**Problems to solve**.
1. What case and docket numbers appear in the court filing below?
2. Write the next part of the court filing on Marvin Bailey's § 2255 motion, picking up after its last sentence.

**Quoted text**.
'''

Case Information
*1 IN THE UNITED STATES DISTRICT COURT FOR THE SOUTHERN DISTRICT OF WEST VIRGINIA CHARLESTON
MARVIN BAILEY,
Movant, v. Case No. 2:07-cv-00321
Case No. 2:96-cr-00191-03 UNITED STATES OF AMERICA,
Respondent.
PROPOSED FINDINGS AND RECOMMENDATION
Pending before the court is a document filed by Marvin Bailey (hereinafter “Defendant”), and which has been docketed as a Motion to Vacate, Set Aside or Correct Sentence pursuant to 28 U.S.C. § 2255 (docket # 795). This matter was referred to the undersigned United States Magistrate Judge for submission of proposed findings and a recommendation for disposition, pursuant to 28 U.S.C. § 636(b)(1)(B). The court has concluded that Defendant’s document is a successive § 2255 motion and should be dismissed.

'''

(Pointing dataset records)
'''

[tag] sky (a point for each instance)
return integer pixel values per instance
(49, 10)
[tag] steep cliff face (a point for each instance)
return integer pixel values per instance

'''

**Response list**.
1.
Case No. 2:07-cv-00321
Case No. 2:96-cr-00191-03
docket # 795

2.
FACTUAL BACKGROUND AND PROCEDURAL HISTORY
On April 4, 1997, following an eight-day jury trial, Defendant was convicted on the following counts: conspiracy to possess with intent to distribute cocaine base, in violation of 21 U.S.C. § 846 (Count Two), traveling in interstate commerce to promote, carry on or facilitate a business enterprise involving possession with intent to distribute cocaine base, in violation of 18 U.S.C. §§ 2 *2 and 1952(a)(3) (Count Sixteen), and knowingly and intentionally possessing with intent to distribute cocaine base, in violation of 21 U.S.C. §841(a)(1) (Count Nineteen). Defendant’s motions for judgment of acquittal and a new trial were denied on June 4, 1997 (# 342). On June 19, 1997, Defendant was sentenced to life in prison on Counts Two, Sixteen, and Nineteen (# 383). The United States Court of Appeals for the Fourth Circuit affirmed Defendant’s conviction and sentence. United States v. Bailey, No. 97-4517, 165 F.3d 22, 1998 WL 738563 (4th Cir. (W. Va.) Oct. 22, 1998) (unpublished) (# 475). Defendant filed a petition for a writ of certiorari in the United States Supreme Court, which was denied. Bailey v. United States, No. 98-7753, 525 U.S. 1169 (Feb. 22, 1999) (# 495).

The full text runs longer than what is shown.